• AIM OF THE EXERCISE
Reproduce every line of the listing exactly.

:: GIVEN RECORDS ::

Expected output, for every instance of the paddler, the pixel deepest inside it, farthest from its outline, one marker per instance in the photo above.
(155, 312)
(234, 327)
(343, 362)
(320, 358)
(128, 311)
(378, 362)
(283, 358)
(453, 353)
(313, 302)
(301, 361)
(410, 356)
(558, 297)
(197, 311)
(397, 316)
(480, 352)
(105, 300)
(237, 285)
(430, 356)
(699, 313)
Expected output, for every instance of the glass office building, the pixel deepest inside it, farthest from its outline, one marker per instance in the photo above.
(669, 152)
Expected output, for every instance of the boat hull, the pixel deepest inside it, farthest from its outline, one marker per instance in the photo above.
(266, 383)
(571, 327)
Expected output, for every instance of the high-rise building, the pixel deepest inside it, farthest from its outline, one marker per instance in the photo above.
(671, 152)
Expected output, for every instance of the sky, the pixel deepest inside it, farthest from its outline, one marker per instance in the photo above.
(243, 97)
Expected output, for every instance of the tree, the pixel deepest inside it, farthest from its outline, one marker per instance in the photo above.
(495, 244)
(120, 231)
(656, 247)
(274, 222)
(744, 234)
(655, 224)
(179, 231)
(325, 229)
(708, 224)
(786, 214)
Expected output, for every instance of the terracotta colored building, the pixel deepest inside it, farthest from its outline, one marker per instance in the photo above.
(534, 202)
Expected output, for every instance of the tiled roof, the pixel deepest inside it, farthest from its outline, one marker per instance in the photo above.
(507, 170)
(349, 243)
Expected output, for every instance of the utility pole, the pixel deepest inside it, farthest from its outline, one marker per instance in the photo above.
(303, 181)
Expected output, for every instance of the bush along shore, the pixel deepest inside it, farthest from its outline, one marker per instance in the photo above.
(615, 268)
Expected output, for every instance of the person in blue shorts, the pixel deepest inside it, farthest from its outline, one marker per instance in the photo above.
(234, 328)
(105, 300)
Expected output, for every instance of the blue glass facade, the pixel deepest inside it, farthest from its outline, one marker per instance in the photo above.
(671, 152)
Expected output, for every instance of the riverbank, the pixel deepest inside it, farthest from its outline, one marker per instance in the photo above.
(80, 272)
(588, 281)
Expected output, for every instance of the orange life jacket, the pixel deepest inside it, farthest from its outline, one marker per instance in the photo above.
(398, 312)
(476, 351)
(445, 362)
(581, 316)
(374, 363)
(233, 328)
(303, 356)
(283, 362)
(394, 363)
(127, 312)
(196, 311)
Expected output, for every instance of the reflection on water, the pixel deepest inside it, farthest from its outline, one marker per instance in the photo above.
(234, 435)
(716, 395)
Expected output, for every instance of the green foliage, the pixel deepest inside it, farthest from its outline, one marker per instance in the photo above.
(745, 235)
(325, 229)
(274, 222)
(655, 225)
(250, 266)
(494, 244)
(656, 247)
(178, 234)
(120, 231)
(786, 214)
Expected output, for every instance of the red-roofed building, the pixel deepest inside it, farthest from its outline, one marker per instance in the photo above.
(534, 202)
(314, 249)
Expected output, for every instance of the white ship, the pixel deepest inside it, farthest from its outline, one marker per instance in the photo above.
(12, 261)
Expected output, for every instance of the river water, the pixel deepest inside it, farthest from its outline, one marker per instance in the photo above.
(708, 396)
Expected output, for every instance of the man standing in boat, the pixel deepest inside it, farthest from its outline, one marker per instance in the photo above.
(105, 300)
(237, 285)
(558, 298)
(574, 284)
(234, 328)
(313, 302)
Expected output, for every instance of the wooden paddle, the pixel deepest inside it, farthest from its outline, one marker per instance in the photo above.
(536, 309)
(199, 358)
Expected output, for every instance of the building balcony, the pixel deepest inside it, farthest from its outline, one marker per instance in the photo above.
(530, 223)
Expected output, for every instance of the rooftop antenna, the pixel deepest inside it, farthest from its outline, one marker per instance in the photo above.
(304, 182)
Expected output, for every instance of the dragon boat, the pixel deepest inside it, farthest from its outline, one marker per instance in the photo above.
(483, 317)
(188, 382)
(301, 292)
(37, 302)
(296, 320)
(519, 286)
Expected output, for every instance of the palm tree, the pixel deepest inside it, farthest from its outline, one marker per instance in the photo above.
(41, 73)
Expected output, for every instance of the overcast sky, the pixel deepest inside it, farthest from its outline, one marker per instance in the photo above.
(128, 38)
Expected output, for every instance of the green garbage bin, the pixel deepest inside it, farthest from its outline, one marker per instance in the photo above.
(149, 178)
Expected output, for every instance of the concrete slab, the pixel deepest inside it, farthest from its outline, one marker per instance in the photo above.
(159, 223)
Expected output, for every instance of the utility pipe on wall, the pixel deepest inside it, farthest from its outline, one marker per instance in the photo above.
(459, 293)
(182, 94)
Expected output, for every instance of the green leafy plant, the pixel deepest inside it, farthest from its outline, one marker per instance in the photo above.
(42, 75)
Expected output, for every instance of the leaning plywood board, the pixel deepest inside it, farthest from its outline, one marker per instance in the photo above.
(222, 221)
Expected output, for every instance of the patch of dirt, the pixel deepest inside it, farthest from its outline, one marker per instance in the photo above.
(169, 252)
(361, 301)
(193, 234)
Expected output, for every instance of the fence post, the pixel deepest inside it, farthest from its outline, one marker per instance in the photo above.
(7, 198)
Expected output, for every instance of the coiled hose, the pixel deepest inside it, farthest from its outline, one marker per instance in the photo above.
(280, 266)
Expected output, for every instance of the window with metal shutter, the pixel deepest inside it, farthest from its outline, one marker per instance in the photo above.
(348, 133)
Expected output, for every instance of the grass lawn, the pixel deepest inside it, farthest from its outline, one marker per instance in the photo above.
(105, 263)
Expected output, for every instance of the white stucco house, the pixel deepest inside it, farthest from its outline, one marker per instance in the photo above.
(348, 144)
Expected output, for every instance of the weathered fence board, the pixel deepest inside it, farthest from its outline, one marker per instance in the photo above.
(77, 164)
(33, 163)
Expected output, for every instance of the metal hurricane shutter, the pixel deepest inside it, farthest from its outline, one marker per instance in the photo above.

:::

• TASK RESULT
Expected output, for every instance of the paddler, the pixel deepest inside it, farthest from its outline, one marker per instance in the photo above.
(155, 312)
(234, 327)
(343, 362)
(320, 358)
(128, 311)
(378, 362)
(283, 358)
(453, 353)
(313, 302)
(301, 361)
(410, 356)
(558, 297)
(197, 311)
(397, 316)
(480, 352)
(105, 300)
(237, 285)
(430, 356)
(699, 313)
Expected output, for every instance of the glass office building, the pixel deepest inside it, farthest from its outline, one marker per instance in the photo above.
(669, 152)
Expected output, for every instance of the boat hull, the pixel deepest inside it, farthest from its outline, one marker per instance in the photo above.
(266, 383)
(571, 327)
Expected output, for every instance of the high-rise building, the pixel deepest inside it, farthest from its outline, one marker per instance in the photo above.
(671, 152)
Expected output, for every instance of the sky, the pixel deepest inside it, farthest from its outline, one marker per instance in the photo above.
(243, 97)
Expected output, for every instance of the tree, the pixel deepest inside it, farthest from its outline, one marker per instance in the photo above.
(495, 244)
(120, 231)
(656, 247)
(274, 222)
(744, 234)
(655, 224)
(179, 231)
(325, 229)
(708, 224)
(786, 214)
Expected output, for every instance of the terracotta colored building, the pixel deepest inside it, farthest from its outline, one marker per instance in the photo above.
(534, 202)
Expected output, for every instance of the tiled roof, the pixel deepest inside it, farthest from its outline, one marker per instance in the photo above.
(507, 170)
(349, 243)
Expected output, for every instance of the utility pole, the pixel deepest inside it, farthest from its outline, one marker per instance in the photo above.
(303, 181)
Expected output, for every instance of the bush along shore, the pixel deepest inside it, farthest from its outline, one marker per instance in the photo above.
(615, 268)
Expected output, for every instance of the person in blue shorts, the pixel deepest inside it, farthest from its outline, one marker per instance in the photo above.
(234, 328)
(105, 300)
Expected output, for every instance of the blue glass facade, the pixel deepest inside it, farthest from its outline, one marker per instance in the photo above.
(671, 152)
Expected output, for every instance of the riverbank, the pixel deepest inside it, farthest from its outline, one marker per instance in the photo above.
(80, 272)
(588, 281)
Expected output, for every instance of the orange life jacket, the pixel deepest inside it, farthest from its outline, one marker per instance in the photo above.
(398, 312)
(476, 351)
(445, 362)
(581, 316)
(374, 363)
(233, 328)
(303, 356)
(283, 362)
(394, 363)
(127, 312)
(196, 311)
Expected output, for every instance of the reflection on water, the pixel deepest inside it, farthest from its outline, one marker per instance in the photo above.
(234, 435)
(716, 395)
Expected output, for every instance of the green foliage, the pixel deepest inside it, farthest from its outline, one marker per instance in the photo above.
(745, 235)
(325, 229)
(274, 222)
(655, 225)
(250, 266)
(494, 244)
(656, 247)
(178, 234)
(120, 231)
(786, 214)
Expected output, for every instance of the red-roofed building, the pixel deepest inside it, farthest from its outline, one marker per instance in the photo above.
(534, 202)
(314, 249)
Expected output, for every instance of the white ship, the pixel deepest inside it, farthest from its outline, one marker per instance in the photo above.
(12, 261)
Expected output, for every instance of the river water, the pixel deepest inside it, farthest from its outline, one marker per instance in the photo above.
(708, 396)
Expected output, for every instance of the man standing in boat, the pixel deepest inside it, farthest from its outline, one marker per instance in the photo above.
(105, 300)
(237, 285)
(558, 298)
(574, 284)
(234, 328)
(313, 302)
Expected output, for every instance of the wooden paddle, the pixel deepest inside it, farthest from its outline, one marker per instance in the photo above.
(536, 309)
(199, 358)
Expected output, for every instance of the building balcony, the pixel deepest inside it, farthest from its outline, one marker per instance in the photo above.
(530, 223)
Expected output, for every instance of the rooftop antenna, the pixel deepest inside it, farthest from its outline, one marker per instance in the photo above.
(304, 182)
Expected output, for every instance of the dragon boat, the pixel deepest inside it, farthest from its outline, one marker per instance in the photo above.
(483, 317)
(188, 382)
(301, 292)
(37, 302)
(296, 320)
(519, 286)
Expected output, for every instance of the palm tree, the pixel deepest inside it, farthest from its outline, one marker per instance in the photo above.
(41, 73)
Expected output, for every instance of the overcast sky, the pixel deepest inside it, farthest from its outline, one marker per instance in the photo above.
(128, 38)
Expected output, for every instance of the green garbage bin, the pixel deepest inside it, farthest from its outline, one marker per instance in the photo above.
(149, 178)
Expected output, for every instance of the concrete slab, the pixel deepest inside it, farthest from its outline, one marker per instance in the photo above.
(159, 223)
Expected output, for every instance of the utility pipe on wall, the pixel deepest inside it, farthest from its outline, one marker per instance in the photo above.
(459, 293)
(182, 94)
Expected output, for every instance of the green leafy plant, the pixel deepest inside it, farthest from its outline, one marker per instance in the photo above.
(42, 75)
Expected output, for every instance of the leaning plywood board, the pixel deepest inside it, farthest from its outline, one marker per instance in the photo above.
(222, 221)
Expected output, for every instance of the patch of dirt, the pixel deepest inside it, farthest from its outline, one marker per instance in the photo above.
(169, 252)
(361, 301)
(193, 234)
Expected output, for every instance of the fence post, the pixel deepest inside it, farthest from its outline, one marker per instance in the photo above.
(7, 198)
Expected output, for every instance of the coiled hose, the pixel deepest inside it, farthest from its outline, one marker per instance in the photo above.
(280, 266)
Expected output, for every instance of the window with metal shutter, the pixel deepest inside it, farthest from its outline, one marker per instance in the photo above.
(348, 133)
Expected output, for every instance of the grass lawn, the pixel deepest inside it, farthest from its outline, one marker per instance in the photo above.
(105, 263)
Expected output, for every instance of the white stucco house, the pixel deepest inside it, farthest from its outline, one marker per instance in the photo above.
(348, 144)
Expected output, for every instance of the weathered fence board, the pixel deepest inside it, farthest from its outline, one marker per instance in the photo above.
(77, 164)
(33, 163)
Expected output, for every instance of the metal hurricane shutter, the pixel deepest inside it, farthest from its outline, one marker per instance in the photo above.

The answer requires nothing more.